-------- Raw records --------
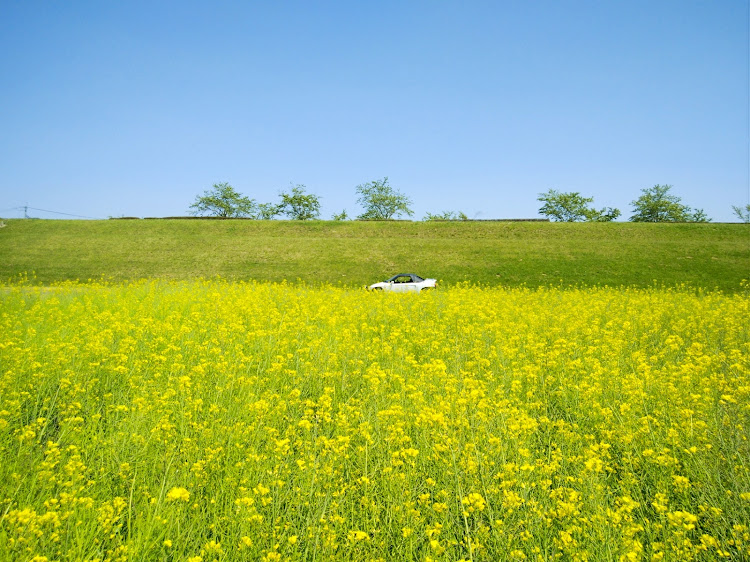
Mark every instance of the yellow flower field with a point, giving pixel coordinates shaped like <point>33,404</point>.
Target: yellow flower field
<point>209,420</point>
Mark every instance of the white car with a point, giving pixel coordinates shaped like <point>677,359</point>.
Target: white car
<point>403,283</point>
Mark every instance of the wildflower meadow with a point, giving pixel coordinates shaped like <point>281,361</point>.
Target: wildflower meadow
<point>218,421</point>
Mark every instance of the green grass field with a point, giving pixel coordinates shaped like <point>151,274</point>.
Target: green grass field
<point>357,253</point>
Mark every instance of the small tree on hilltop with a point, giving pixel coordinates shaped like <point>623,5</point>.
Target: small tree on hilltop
<point>267,211</point>
<point>381,202</point>
<point>223,201</point>
<point>299,205</point>
<point>573,207</point>
<point>656,204</point>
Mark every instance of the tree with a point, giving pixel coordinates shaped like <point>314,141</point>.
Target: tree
<point>742,213</point>
<point>299,205</point>
<point>446,216</point>
<point>381,202</point>
<point>573,207</point>
<point>267,211</point>
<point>656,204</point>
<point>223,201</point>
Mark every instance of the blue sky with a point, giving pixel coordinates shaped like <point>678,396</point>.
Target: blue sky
<point>135,108</point>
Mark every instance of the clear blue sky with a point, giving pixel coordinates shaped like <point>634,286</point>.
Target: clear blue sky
<point>134,108</point>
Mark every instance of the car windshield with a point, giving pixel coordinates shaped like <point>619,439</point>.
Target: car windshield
<point>405,278</point>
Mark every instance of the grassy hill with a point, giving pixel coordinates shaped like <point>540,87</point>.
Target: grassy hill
--------
Stated goal
Exactly and only the lines from the one containing "Mark every instance of the blue" through the end of the material are to be reproduced, both ends included.

Output
Mark every instance of the blue sky with a point, giving pixel coordinates shaped like <point>678,396</point>.
Target: blue sky
<point>135,108</point>
Mark every instance of the clear blue sky with a point, giving pixel coordinates shaped like <point>634,286</point>.
Target: clear blue sky
<point>134,108</point>
Mark every instance of the car windshield with a point, giving pixel coordinates shaped like <point>619,439</point>.
Target: car windshield
<point>405,278</point>
Mark every instance of the grassy hill with a point, giving pixel coordinates shaped like <point>540,87</point>.
Target: grassy hill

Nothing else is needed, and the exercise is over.